**Yönergeler**
1. Özel teftiş haberinde "BAKANLIKTAN YAZILI AÇIKLAMA" sözleriyle başlayıp "ifadeleri yer almıştı." sözleriyle biten bölümü değiştirmeden yazın.
2. Özel teftiş haberine göre aşağıdakileri cevaplayın:
(a) İhbar ve tespitlere göre personelden kaç kişinin PKK/KCK ile iltisaklı/irtibatlı olduğu belirtiliyor?
(b) DİAYDER referansıyla yerleştirilen kişilere yönelik tespitleri hangi kurum yapmış?
(c) Davutoğlu kiminle görüştükten sonra kameraların karşısına geçti?
3. Özel teftiş haberini kaldığı yerden devam ettirin.

**Çıkarılan Metin**

══════════

Davutoğlu İBB’ye yönelik başlatılan özel teftişe tepki gösterdi: Siyasi bir iklim mi oluşturuluyor?

İçişleri Bakanlığı, İstanbul Büyükşehir Belediyesi ve şirketlerinde işbaşı yaptırılan personelden bazılarının terör örgütleriyle iltisaklı/irtibatlı olduğu ihbar, şikayet ve tespitler üzerine, konunun tüm yönleriyle soruşturulması için özel teftiş başlatıldığını bildirmişti.

BAKANLIKTAN YAZILI AÇIKLAMA GELMİŞTİ

Yapılan açıklamada “İstanbul Büyükşehir Belediyesi, bağlı kuruluşları ve şirketlerinde işbaşı yaptırılan personelden, 455’inin PKK/KCK, 80’inin DHKP-C, 20’sinin MLKP, 2’sinin MKP, ayrıca bazılarının FETÖ ve diğer terör örgütleriyle iltisaklı/irtibatlı olduğu yönünde ihbar, şikayet ve elde edilen tespitler üzerine, konunun tüm yönleriyle soruşturulması için Bakanlığımızca özel teftiş başlatılmıştır. Ayrıca İstanbul Büyükşehir Belediyesinde DİAYDER referansıyla PKK terör örgütü irtibatlı/iltisaklı kişilerin yerleştirildiğine yönelik İstanbul İl Jandarma Komutanlığı tarafından yapılan tespitler sonucunda İstanbul Cumhuriyet Başsavcılığınca hazırlanan iddianamedeki iddia ve tespitler de bahse konu özel teftişin kapsamındadır” ifadeleri yer almıştı.

DAVUTOĞLU, SARIGÜL GÖRÜŞMESİNİN ARDINDAN KAMERALARIN KARŞISINA GEÇTİ

Bakanlığın İBB’ye yönelik olarak başlattığı özel teftiş muhalefetin büyük tepkisini çekerken gelişmeye ilişkin son değerlendirme Gelecek Partisi Genel Başkanı Ahmet Davutoğlu’ndan geldi. Türkiye Değişim Partisi Genel Başkanı Mustafa Sarıgül ile yaptığı görüşmenin ardından kameraların karşısına geçen Davutoğlu, İçişleri Bakanlığı’nın İstanbul Büyükşehir Belediyesi’nde çalışan bazı görevlilerin terör örgütleriyle iltisaklı olduğu iddiasıyla teftiş başlatmasına ilişkin açıklamalarda bulundu.

══════════

**Verilen Bilgiler**

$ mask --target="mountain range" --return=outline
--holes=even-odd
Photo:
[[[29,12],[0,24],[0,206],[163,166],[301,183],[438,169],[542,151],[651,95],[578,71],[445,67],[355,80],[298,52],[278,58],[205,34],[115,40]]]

══════════

**Alıştırma Cevapları**
1.
BAKANLIKTAN YAZILI AÇIKLAMA GELMİŞTİ

Yapılan açıklamada “İstanbul Büyükşehir Belediyesi, bağlı kuruluşları ve şirketlerinde işbaşı yaptırılan personelden, 455’inin PKK/KCK, 80’inin DHKP-C, 20’sinin MLKP, 2’sinin MKP, ayrıca bazılarının FETÖ ve diğer terör örgütleriyle iltisaklı/irtibatlı olduğu yönünde ihbar, şikayet ve elde edilen tespitler üzerine, konunun tüm yönleriyle soruşturulması için Bakanlığımızca özel teftiş başlatılmıştır. Ayrıca İstanbul Büyükşehir Belediyesinde DİAYDER referansıyla PKK terör örgütü irtibatlı/iltisaklı kişilerin yerleştirildiğine yönelik İstanbul İl Jandarma Komutanlığı tarafından yapılan tespitler sonucunda İstanbul Cumhuriyet Başsavcılığınca hazırlanan iddianamedeki iddia ve tespitler de bahse konu özel teftişin kapsamındadır” ifadeleri yer almıştı.

2.
(a) 455 kişi.
(b) İstanbul İl Jandarma Komutanlığı.
(c) Türkiye Değişim Partisi Genel Başkanı Mustafa Sarıgül ile.

3.
Davutoğlu İBB'ye yönelik başlatılan özel teftişe tepki gösterdi: Siyasi bir iklim mi oluşturulmaya çalışılıyor?

“PSİKOLOJİK BİR ORTAM OLUŞTURMAK DOĞRU DEĞİL”

Davutoğlu, “Bir teftiş söz konusuysa objektif kriterler ile yapılmalı ve tamamlandıktan sonra açıklamalar yapılarak, ihmal varsa o zaman ortaya konmalı. Ama daha teftiş başlarken ithamla başlanıp hemen arkasından teftişi getirerek bir psikolojik ortam oluşturmak doğru değil” dedi ve şunları söyledi:

“Bütün işlemler hukuki kurallar içinde yapılır ve herkes teftişe muhataptır. Herkes hesap verme makamındadır. Ancak İçişleri Bakanlığı’nın özellikle bir grup görevliyi belediyeye terörist bir sızma girişimi olarak teftişe mevzubahis etmesi, son derece dikkatle ele alınması gereken konu. Bu memurlar, adli sicil kaydı alınarak göreve başlarlar. Eğer böyle bir vahim hata yapılmışsa bu adli sicil kayıtlarını verenler kimlerdir?

“TÜRKİYE’DE BÖYLESİ TEFTİŞ ORTAYA KONMAK İSTENİYORSA O İKTİDARA ZARAR VERİR”

Bu suçlar göreve başladıktan sonra işlenmişse hangi hukuki işlemler yapılmıştır? Türkiye’de rastgele herkes göreve başlamıyor, bir süreçten geçilerek işe başlanıyor. Burada gerçekten hukuki bir teftiş mi yürütülmeye çalışılıyor, yoksa siyasi bir iklim mi oluşturulmaya çalışılıyor? Eğer siyasi iklim oluşturarak Türkiye’de böylesi teftiş ortaya konmak isteniyorsa o, iktidara da zarar verir.”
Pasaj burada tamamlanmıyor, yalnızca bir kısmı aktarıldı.